_Text passage:_
Found my thought!


I was making coloured foam with toothpaste, water and food colouring, and hand mixer for my 2 kids to play. The 3 year old was with me at the kitchen bench, and the 6 year old was on the kitchen floor painting with the foam I already made: pink and yellow.
The blue foam that I was working on was ready, so I asked my 3 year old to give it to his sister. And he walked, put the blue foam gently next to the yellow and pink that sister was using. And sister said “i don’t want the blue foam there”

And I was triggered. I was expecting my daughter to just say thank you. So I hugged my daughter, said very patiently that she needs to say thank you. But she didn’t. She said she is scared. And I kept holding her, she had tears.

I could feel I was getting angry. In other situation in the past, different stories, but similar reaction on my part, I would have screamed at her, potentially threw away her foam and demanded that she said thank you. I didn’t this time. But I was still unhappy, and daughter still unhappy. She went to bed straight afterwards actually, at quite an early time, without saying thank you.

The first thought was she is such an ungrateful brat. She is going to grow up to be a terrible woman. She is not going to love her brother. And honestly, they won’t have any cousins, so when my husband and I are dead, her closest family would be her brother.

But the biggest thought that I just found was “I have to change her!”

So even though I am nice to her this time, compared to the other times, I am still forcing her to change.

Such a revelation.

Such wasted mental energy worrying about everything.

Oh well. Hi worrying brain. The vibration is heavy heart and choked throat.

The thought is not useful.

Much better to think, my daughter is being a 6 year old. I don’t have to change her. Things will work out.

Because honestly, she is such a great kid. They play together so well most of the time.

_Problem details:_ Copy everything in the passage about the colored foam from "And I was triggered." down to "saying thank you.", word for word.

_Information provided:_
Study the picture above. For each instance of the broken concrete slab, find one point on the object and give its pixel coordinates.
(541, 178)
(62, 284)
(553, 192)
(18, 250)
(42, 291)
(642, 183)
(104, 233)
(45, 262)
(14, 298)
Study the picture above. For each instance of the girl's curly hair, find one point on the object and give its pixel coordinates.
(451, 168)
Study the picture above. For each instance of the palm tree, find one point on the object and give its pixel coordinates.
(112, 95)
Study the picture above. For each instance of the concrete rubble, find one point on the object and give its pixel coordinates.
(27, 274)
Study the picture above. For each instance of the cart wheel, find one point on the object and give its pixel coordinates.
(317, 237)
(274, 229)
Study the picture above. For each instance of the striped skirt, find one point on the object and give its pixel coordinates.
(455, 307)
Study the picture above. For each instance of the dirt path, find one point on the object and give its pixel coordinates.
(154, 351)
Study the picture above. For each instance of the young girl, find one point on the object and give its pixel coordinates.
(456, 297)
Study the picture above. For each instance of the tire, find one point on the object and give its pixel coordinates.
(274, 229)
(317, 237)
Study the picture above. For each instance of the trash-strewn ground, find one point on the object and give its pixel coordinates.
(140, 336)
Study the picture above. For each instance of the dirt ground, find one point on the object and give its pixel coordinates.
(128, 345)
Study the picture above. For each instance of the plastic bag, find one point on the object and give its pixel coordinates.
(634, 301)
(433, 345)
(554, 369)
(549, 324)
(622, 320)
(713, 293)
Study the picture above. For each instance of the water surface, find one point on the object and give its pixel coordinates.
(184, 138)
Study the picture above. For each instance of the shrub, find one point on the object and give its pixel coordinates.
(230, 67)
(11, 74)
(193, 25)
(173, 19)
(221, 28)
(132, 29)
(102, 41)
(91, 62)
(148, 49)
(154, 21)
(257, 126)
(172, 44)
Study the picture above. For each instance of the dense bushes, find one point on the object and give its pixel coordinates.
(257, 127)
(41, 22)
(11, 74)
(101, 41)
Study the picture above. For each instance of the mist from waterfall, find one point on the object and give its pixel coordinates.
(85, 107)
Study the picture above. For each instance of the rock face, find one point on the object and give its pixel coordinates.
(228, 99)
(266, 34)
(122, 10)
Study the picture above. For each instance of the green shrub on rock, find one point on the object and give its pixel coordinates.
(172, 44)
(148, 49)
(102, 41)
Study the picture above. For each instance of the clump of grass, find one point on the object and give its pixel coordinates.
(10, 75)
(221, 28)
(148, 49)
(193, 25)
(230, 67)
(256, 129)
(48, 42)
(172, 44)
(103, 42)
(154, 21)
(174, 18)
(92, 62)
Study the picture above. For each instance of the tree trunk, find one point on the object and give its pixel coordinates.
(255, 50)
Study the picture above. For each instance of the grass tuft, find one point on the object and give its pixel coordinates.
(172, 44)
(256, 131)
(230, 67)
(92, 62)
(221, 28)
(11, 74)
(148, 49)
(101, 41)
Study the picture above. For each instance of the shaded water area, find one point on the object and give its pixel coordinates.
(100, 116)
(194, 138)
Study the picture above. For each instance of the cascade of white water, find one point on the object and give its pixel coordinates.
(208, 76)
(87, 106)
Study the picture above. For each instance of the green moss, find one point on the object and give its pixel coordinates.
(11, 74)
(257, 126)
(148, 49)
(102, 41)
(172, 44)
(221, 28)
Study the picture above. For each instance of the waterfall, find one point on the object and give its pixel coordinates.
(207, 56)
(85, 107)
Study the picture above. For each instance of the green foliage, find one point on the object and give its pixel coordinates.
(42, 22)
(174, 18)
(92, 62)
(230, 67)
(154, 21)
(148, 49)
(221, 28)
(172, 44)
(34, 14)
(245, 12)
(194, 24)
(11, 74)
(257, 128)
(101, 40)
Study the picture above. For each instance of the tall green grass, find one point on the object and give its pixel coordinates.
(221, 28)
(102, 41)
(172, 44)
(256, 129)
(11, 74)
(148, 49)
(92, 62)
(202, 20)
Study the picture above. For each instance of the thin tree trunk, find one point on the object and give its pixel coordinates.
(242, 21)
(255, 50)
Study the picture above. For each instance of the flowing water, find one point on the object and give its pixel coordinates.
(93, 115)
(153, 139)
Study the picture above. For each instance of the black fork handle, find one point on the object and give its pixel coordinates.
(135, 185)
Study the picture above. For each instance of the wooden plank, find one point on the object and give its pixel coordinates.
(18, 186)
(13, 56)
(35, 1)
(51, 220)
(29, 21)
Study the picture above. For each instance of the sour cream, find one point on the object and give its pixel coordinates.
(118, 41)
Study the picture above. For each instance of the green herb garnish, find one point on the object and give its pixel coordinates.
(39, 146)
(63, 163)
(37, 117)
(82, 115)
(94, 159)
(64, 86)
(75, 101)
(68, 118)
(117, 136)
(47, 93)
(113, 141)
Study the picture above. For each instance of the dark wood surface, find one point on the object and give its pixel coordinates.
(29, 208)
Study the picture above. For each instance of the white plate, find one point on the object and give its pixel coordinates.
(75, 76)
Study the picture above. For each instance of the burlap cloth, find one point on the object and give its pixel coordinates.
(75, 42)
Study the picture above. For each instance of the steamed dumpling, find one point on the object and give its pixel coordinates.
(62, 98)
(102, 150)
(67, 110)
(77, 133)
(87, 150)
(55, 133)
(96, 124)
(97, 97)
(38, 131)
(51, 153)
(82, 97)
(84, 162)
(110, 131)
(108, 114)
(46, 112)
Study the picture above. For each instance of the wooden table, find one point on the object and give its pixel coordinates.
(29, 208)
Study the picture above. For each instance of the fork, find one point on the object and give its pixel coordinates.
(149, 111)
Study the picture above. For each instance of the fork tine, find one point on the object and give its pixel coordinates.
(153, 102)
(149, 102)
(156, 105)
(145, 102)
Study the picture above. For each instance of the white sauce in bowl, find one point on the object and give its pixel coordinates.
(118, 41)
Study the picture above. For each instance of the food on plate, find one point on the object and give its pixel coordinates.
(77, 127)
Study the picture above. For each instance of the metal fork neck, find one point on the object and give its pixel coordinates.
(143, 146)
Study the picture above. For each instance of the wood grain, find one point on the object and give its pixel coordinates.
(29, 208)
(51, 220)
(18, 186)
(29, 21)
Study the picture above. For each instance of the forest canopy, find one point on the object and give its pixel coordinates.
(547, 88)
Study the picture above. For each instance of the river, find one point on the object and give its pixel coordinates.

_Answer below:_
And I was triggered. I was expecting my daughter to just say thank you. So I hugged my daughter, said very patiently that she needs to say thank you. But she didn’t. She said she is scared. And I kept holding her, she had tears.

I could feel I was getting angry. In other situation in the past, different stories, but similar reaction on my part, I would have screamed at her, potentially threw away her foam and demanded that she said thank you. I didn’t this time. But I was still unhappy, and daughter still unhappy. She went to bed straight afterwards actually, at quite an early time, without saying thank you.